Some records:
++++++++

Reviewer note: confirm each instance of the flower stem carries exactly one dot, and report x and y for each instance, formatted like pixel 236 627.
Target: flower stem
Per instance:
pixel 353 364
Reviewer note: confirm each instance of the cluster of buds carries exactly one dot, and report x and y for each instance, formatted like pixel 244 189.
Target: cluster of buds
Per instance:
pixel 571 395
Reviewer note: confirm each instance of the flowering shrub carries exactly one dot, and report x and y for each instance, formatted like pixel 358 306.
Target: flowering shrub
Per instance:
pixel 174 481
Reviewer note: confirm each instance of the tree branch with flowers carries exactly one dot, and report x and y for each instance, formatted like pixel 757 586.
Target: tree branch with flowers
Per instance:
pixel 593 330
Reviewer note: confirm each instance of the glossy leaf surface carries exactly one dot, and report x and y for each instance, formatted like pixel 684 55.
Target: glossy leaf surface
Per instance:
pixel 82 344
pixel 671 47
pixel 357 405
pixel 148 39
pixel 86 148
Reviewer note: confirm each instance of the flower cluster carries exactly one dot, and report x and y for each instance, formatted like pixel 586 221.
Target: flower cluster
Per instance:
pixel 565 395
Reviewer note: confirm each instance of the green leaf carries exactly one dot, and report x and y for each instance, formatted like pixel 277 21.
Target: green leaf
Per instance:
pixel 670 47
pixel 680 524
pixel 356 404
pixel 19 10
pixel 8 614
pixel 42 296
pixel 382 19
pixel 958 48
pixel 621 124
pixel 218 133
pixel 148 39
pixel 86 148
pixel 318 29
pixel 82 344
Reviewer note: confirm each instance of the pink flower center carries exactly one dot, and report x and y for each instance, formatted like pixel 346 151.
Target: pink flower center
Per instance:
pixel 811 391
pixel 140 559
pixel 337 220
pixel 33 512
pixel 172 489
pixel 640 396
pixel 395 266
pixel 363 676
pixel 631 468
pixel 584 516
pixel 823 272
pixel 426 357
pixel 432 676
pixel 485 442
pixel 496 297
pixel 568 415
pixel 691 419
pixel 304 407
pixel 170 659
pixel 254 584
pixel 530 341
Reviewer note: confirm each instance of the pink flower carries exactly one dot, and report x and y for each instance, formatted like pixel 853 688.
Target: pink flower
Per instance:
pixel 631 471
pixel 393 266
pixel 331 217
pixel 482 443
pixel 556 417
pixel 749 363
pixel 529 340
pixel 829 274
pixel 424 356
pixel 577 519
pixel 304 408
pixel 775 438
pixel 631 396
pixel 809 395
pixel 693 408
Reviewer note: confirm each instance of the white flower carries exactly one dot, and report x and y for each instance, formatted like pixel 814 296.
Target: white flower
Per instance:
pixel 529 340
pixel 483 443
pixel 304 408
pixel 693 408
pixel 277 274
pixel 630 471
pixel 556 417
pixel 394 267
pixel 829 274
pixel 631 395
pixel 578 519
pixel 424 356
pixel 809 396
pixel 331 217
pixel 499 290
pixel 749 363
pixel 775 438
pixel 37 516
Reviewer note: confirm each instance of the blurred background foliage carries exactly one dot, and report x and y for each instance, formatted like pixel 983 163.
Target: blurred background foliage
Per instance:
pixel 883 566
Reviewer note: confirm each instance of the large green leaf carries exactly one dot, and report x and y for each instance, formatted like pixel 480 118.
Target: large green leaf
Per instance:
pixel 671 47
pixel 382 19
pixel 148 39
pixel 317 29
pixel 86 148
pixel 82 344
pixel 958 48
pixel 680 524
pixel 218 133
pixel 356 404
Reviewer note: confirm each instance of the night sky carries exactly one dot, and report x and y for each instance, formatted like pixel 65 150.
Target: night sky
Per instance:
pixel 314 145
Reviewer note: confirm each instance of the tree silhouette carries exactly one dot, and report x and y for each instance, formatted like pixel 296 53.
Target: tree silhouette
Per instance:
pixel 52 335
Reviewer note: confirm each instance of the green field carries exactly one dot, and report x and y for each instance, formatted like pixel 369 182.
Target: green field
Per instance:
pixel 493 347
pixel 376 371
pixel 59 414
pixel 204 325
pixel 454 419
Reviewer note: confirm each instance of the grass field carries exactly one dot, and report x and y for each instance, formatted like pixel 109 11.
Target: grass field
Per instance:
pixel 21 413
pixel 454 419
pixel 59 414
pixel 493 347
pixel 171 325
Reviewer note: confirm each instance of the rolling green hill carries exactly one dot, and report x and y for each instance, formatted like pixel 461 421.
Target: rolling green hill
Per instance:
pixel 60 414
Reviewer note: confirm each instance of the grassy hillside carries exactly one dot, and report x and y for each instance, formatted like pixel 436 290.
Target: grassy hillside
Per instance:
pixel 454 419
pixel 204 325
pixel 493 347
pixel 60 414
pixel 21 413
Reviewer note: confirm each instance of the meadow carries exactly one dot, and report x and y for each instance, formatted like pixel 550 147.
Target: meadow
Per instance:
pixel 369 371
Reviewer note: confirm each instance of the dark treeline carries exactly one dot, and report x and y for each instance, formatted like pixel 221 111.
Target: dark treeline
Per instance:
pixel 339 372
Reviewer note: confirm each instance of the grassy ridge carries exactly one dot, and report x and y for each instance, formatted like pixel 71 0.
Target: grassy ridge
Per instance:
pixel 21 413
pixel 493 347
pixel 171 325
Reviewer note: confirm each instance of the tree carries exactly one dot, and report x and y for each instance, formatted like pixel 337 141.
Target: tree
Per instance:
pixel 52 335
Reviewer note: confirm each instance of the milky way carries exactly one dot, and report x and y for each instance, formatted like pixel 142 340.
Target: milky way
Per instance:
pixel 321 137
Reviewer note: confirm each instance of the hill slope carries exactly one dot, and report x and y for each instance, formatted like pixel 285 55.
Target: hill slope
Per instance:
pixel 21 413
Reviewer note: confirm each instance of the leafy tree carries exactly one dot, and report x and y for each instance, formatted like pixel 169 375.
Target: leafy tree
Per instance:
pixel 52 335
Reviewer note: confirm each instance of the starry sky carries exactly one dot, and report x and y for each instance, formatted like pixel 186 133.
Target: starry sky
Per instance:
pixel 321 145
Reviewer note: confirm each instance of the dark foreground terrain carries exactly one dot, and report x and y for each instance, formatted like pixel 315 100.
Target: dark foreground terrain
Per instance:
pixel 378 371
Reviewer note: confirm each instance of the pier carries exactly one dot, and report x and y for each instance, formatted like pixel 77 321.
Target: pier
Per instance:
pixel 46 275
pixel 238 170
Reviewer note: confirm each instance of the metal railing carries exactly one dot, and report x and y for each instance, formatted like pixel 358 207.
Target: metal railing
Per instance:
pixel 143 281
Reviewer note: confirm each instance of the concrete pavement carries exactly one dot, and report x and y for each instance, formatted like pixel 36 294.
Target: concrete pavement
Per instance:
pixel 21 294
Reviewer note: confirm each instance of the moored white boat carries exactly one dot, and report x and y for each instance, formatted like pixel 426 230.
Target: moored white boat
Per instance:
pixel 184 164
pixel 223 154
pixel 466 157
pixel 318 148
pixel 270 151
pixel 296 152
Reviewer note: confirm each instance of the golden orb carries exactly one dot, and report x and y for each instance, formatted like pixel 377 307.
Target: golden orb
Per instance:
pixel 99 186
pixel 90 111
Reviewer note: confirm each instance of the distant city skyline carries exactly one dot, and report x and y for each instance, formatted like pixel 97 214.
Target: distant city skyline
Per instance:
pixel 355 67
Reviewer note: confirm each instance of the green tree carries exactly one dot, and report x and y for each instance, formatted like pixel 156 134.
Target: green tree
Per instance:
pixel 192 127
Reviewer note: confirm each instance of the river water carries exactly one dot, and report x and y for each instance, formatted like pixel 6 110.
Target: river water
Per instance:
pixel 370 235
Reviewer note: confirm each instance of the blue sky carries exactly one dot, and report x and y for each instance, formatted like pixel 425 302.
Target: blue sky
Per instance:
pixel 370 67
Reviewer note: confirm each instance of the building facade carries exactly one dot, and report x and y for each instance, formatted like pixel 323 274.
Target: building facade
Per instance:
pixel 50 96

++++++++

» Task goal:
Give again only the lines of the material above that run from the one with "Reviewer note: confirm each instance of the moored" through the end, both included, exactly as they appear.

» The result:
Reviewer note: confirm each instance of the moored white boat carries exactly one dot, and report x and y for each instance, formatted like pixel 426 230.
Target: moored white boat
Per instance:
pixel 184 164
pixel 223 154
pixel 466 157
pixel 318 148
pixel 270 151
pixel 296 152
Reviewer note: confirm each instance of the golden orb carries exactly one dot, and report x and y for each instance, formatted like pixel 377 307.
Target: golden orb
Per instance:
pixel 99 186
pixel 90 111
Reviewer note: confirm each instance of the distant city skyline carries exactly one dot, and report x and y for each instance, formatted like pixel 97 214.
Target: distant city skyline
Per instance:
pixel 355 67
Reviewer note: confirm each instance of the green tree carries exactly one dot, and report x and y for each instance, formatted like pixel 156 134.
Target: green tree
Per instance:
pixel 192 127
Reviewer note: confirm each instance of the river water carries exactly one dot, and report x and y for each instance, formatted like pixel 6 110.
Target: river water
Per instance:
pixel 370 235
Reviewer note: confirm each instance of the blue sky carries exactly one dot, and report x and y for each instance, formatted like pixel 425 302.
Target: blue sky
Per instance:
pixel 370 67
Reviewer note: confirm each instance of the building facade carries exactly one dot, and report x and y for each instance, formatted like pixel 323 274.
Target: building facade
Per instance:
pixel 50 96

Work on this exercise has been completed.